── Extracted data

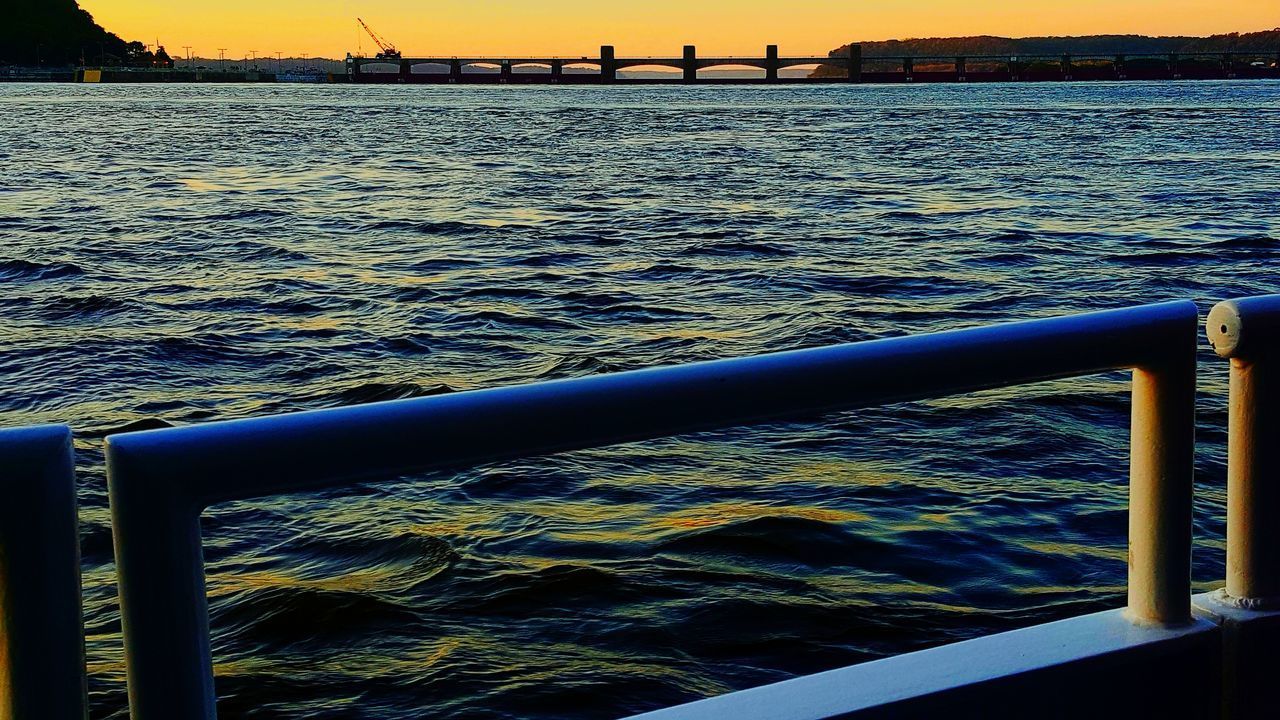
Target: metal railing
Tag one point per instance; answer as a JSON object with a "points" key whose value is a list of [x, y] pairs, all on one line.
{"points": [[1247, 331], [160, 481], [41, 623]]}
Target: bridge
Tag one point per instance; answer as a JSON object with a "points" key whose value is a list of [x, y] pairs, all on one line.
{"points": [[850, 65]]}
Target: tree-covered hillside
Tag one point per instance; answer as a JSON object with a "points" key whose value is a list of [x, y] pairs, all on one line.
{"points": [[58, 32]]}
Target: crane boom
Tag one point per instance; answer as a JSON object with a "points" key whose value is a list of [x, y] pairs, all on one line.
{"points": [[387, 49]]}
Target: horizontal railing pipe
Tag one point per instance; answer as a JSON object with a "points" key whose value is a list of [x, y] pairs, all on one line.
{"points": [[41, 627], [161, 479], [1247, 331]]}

────
── Extracted data

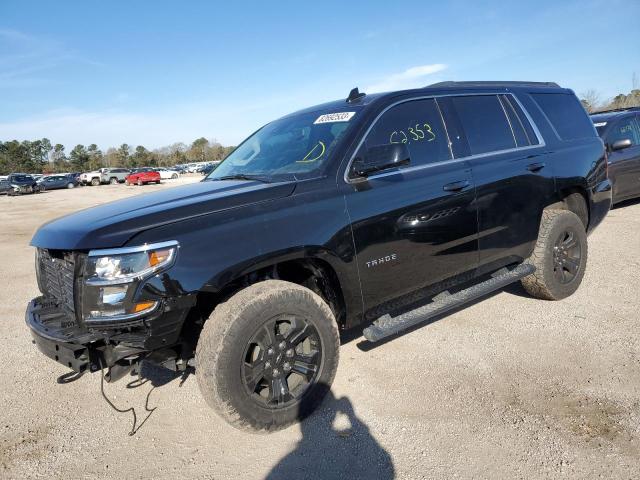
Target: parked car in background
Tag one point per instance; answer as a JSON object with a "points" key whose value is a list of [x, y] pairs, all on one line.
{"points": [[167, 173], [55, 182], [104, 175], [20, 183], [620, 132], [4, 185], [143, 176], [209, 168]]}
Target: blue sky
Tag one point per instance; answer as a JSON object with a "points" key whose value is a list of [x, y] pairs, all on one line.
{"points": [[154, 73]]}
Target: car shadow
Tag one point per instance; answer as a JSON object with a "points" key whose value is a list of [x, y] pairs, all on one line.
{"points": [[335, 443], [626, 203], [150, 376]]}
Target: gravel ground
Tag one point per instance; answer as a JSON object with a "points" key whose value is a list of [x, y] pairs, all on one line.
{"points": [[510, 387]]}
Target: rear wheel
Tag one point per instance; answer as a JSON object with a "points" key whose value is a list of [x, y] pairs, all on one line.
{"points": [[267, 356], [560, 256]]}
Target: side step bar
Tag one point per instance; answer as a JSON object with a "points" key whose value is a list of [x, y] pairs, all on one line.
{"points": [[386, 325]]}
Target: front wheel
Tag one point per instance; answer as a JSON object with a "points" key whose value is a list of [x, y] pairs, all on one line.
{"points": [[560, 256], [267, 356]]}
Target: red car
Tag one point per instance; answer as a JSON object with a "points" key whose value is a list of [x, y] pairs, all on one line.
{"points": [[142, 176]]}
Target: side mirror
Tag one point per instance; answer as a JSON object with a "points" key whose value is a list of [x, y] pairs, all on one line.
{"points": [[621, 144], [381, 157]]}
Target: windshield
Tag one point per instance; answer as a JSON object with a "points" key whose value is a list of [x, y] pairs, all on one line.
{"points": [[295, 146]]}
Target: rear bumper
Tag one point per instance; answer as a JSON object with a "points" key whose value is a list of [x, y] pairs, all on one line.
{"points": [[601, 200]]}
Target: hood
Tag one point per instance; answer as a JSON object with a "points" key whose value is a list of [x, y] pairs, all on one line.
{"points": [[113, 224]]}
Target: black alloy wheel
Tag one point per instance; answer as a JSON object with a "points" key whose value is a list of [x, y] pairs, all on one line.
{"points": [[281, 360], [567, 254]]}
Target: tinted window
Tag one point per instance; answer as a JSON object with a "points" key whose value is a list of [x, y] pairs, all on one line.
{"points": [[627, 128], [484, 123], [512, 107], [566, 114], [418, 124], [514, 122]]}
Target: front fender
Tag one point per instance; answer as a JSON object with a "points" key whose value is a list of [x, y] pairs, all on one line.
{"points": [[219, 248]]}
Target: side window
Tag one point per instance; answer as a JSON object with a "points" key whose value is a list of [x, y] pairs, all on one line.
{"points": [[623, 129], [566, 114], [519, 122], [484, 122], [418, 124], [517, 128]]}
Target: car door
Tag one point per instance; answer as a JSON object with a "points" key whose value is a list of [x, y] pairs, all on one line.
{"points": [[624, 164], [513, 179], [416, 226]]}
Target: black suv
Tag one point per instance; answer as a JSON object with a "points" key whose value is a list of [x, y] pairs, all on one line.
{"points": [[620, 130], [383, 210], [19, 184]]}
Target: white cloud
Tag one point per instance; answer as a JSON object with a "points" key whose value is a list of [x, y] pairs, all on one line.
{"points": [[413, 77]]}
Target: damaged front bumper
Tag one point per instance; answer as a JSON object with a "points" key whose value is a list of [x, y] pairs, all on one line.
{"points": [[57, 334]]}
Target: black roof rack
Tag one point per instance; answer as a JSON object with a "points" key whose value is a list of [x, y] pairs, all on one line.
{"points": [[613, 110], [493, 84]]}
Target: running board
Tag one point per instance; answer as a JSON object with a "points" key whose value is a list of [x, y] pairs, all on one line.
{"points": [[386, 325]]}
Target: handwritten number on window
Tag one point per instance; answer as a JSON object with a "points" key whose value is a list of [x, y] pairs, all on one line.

────

- _Short task_:
Gather every line in the rows above that contains the string "wheel", and list each one.

- _The result_:
Target: rear wheel
Target: front wheel
Target: black alloy wheel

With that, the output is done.